Aim of the task:
Take the entries below and print only the lines from the one with "Query: violin strings" through the one with "Flashcard task. Put a dot on each instance of the sweater", exactly as they stand, both ends included.

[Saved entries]
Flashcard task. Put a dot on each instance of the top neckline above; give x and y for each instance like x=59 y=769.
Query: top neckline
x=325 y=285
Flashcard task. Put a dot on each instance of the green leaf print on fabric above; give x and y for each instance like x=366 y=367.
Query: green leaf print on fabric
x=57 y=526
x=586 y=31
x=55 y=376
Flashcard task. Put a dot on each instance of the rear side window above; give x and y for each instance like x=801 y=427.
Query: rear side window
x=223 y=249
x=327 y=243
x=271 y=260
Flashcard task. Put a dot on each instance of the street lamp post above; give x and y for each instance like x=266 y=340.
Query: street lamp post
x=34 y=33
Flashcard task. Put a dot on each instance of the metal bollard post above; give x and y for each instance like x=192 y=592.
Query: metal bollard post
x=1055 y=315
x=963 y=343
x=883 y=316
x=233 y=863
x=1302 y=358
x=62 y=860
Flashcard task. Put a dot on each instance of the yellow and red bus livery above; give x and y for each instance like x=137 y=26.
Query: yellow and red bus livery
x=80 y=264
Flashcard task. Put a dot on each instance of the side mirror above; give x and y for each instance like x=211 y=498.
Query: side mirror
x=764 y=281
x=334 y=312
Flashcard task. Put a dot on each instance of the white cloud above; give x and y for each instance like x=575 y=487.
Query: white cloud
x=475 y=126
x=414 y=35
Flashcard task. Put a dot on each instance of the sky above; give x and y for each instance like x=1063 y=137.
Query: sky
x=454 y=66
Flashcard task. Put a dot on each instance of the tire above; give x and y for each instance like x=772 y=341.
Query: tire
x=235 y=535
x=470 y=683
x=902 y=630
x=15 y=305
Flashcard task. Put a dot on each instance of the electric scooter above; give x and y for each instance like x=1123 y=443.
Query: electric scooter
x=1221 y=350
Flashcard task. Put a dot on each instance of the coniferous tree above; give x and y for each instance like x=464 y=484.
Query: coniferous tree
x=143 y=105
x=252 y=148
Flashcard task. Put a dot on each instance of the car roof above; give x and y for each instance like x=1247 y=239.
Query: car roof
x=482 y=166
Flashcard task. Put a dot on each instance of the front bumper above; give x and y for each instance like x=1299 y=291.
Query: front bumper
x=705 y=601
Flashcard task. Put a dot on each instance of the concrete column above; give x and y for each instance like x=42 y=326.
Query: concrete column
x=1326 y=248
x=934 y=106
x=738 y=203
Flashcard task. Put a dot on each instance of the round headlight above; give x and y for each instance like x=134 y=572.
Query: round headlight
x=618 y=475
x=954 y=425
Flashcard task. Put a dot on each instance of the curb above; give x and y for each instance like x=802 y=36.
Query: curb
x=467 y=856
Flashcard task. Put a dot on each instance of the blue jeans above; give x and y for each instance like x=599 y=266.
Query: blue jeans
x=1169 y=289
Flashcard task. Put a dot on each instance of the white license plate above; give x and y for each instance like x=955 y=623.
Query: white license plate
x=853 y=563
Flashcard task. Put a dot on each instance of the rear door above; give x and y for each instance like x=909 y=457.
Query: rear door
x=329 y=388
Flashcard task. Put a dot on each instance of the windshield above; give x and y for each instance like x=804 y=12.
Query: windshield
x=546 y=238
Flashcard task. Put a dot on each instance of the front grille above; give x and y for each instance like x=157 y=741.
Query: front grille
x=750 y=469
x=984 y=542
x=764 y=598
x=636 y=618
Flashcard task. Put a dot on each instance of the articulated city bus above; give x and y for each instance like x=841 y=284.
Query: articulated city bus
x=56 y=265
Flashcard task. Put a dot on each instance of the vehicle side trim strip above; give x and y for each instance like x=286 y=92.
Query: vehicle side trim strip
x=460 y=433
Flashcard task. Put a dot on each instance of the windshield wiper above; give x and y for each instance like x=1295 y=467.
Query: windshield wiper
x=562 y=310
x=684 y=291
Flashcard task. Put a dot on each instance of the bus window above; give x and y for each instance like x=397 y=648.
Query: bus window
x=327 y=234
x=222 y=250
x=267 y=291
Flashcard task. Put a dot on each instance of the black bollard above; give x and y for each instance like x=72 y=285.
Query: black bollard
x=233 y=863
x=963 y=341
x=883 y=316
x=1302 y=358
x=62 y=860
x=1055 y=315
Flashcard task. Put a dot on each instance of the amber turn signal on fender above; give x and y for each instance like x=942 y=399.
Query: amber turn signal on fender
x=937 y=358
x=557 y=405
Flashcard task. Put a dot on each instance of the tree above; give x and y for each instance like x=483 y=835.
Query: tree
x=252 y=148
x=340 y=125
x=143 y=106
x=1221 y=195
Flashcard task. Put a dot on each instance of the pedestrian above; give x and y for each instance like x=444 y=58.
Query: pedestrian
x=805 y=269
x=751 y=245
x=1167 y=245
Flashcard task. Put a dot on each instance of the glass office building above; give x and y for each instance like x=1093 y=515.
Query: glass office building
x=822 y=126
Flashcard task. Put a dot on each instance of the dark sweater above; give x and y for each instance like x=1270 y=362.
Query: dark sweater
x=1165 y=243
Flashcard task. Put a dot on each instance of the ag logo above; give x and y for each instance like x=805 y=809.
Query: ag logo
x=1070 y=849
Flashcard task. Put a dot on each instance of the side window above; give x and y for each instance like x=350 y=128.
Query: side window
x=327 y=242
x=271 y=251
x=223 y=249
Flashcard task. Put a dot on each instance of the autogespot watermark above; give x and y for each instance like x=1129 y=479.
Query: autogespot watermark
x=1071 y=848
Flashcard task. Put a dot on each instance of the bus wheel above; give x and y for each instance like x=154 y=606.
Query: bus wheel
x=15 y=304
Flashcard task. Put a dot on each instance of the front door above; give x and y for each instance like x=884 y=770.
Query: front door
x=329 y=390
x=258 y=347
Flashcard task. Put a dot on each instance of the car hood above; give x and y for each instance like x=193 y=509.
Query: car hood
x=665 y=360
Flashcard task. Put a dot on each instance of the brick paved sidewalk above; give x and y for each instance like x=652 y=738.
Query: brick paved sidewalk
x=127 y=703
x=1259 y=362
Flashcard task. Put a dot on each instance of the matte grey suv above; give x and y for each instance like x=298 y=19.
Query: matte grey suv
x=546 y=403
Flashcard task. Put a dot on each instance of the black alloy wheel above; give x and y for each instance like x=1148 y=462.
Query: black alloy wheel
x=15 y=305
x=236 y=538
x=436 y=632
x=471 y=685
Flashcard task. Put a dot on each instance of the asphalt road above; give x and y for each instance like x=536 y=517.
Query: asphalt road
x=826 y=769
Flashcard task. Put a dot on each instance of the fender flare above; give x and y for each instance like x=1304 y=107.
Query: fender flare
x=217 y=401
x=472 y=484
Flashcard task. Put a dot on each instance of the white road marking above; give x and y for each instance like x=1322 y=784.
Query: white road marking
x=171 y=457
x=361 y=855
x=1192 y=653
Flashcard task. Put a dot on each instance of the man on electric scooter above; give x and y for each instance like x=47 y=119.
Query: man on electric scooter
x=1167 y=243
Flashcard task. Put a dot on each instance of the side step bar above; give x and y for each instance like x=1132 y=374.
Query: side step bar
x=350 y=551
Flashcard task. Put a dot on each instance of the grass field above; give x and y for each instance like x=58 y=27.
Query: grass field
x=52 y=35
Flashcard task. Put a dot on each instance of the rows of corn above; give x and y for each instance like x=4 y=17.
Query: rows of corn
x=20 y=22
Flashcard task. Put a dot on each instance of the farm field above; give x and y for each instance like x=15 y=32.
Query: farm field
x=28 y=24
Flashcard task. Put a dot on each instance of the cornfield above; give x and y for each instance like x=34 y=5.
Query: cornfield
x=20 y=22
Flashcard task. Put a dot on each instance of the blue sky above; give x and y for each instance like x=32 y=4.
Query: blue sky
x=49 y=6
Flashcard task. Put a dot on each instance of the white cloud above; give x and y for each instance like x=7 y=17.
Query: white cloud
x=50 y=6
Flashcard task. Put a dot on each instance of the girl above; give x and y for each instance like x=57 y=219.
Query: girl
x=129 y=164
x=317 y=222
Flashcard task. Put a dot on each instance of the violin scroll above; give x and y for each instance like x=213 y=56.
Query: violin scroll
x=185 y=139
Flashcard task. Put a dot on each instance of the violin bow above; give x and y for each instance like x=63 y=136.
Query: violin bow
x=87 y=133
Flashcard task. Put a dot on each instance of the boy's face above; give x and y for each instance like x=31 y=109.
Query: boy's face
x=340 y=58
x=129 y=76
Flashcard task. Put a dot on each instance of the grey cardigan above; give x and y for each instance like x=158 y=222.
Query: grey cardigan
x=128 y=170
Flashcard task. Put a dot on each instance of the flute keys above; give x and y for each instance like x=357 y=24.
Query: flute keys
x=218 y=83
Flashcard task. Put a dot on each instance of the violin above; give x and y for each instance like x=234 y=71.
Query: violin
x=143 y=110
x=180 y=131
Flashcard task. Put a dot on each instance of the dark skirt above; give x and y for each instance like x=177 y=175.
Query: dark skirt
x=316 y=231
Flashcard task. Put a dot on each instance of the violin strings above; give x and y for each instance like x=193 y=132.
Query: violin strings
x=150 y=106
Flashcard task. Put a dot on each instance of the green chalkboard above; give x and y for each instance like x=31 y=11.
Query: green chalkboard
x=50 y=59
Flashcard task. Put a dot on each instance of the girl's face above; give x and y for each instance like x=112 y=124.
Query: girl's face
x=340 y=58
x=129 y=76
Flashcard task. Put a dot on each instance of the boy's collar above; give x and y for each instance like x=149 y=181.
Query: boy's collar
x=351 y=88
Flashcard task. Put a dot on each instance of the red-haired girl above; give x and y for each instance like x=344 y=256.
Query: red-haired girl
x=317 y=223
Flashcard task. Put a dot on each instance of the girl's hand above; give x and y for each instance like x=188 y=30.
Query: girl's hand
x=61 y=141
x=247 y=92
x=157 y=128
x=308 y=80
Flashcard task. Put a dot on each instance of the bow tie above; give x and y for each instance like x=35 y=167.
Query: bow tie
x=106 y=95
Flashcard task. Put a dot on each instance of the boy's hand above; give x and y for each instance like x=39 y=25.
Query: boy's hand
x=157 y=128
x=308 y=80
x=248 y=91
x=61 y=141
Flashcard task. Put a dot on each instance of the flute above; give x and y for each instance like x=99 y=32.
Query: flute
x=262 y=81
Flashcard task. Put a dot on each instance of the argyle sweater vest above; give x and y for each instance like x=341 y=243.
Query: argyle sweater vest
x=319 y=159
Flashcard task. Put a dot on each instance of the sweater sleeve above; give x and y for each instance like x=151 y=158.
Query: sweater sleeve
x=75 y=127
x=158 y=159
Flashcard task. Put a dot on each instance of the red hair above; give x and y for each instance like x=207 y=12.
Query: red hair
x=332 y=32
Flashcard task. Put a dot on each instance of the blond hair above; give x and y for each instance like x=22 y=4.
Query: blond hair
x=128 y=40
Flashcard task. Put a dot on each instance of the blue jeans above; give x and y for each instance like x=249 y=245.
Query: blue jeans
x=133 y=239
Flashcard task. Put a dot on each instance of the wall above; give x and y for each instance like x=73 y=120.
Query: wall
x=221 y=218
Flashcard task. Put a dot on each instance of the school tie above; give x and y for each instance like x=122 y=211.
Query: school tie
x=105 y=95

Response area:
Query: violin strings
x=150 y=106
Flashcard task. Put a dot on each instance of the green chalkboard above; give x and y for each instance like x=31 y=11.
Query: green chalkboard
x=50 y=59
Flashcard task. Put a dot on each instance of the girl's face above; give x and y for each instance like x=112 y=124.
Query: girl's face
x=340 y=58
x=129 y=76
Flashcard task. Put a dot on each instance of the boy's collar above; give x and y for each instance like x=149 y=181.
Query: boy's collar
x=351 y=88
Flashcard task. Put a dot on each instance of the red-haired girl above; give x and y for each instance like x=344 y=256.
Query: red-haired girl
x=317 y=223
Flashcard task. Put a dot on each instance of the girl's hand above; give x and y for each instance like x=188 y=30.
Query: girl's hand
x=61 y=141
x=247 y=92
x=157 y=128
x=308 y=80
Flashcard task. Put a dot on each instance of the bow tie above; give x and y for each instance like x=35 y=167.
Query: bow tie
x=106 y=95
Flashcard task. Put a dot on each instance of the boy's hand above; give x and y for each instance like x=39 y=25.
Query: boy's hand
x=157 y=128
x=308 y=80
x=248 y=91
x=61 y=141
Flashcard task. Put a dot on each instance of the flute above; give x and y for each instance like x=99 y=32.
Query: flute
x=262 y=81
Flashcard task. Put a dot on each instance of the argyle sweater vest above; give x and y for each instance like x=341 y=243.
Query: argyle sweater vest
x=319 y=159
Flashcard task. Put a dot on each instance of the sweater sleeve above; give x and y for each instance like x=151 y=158.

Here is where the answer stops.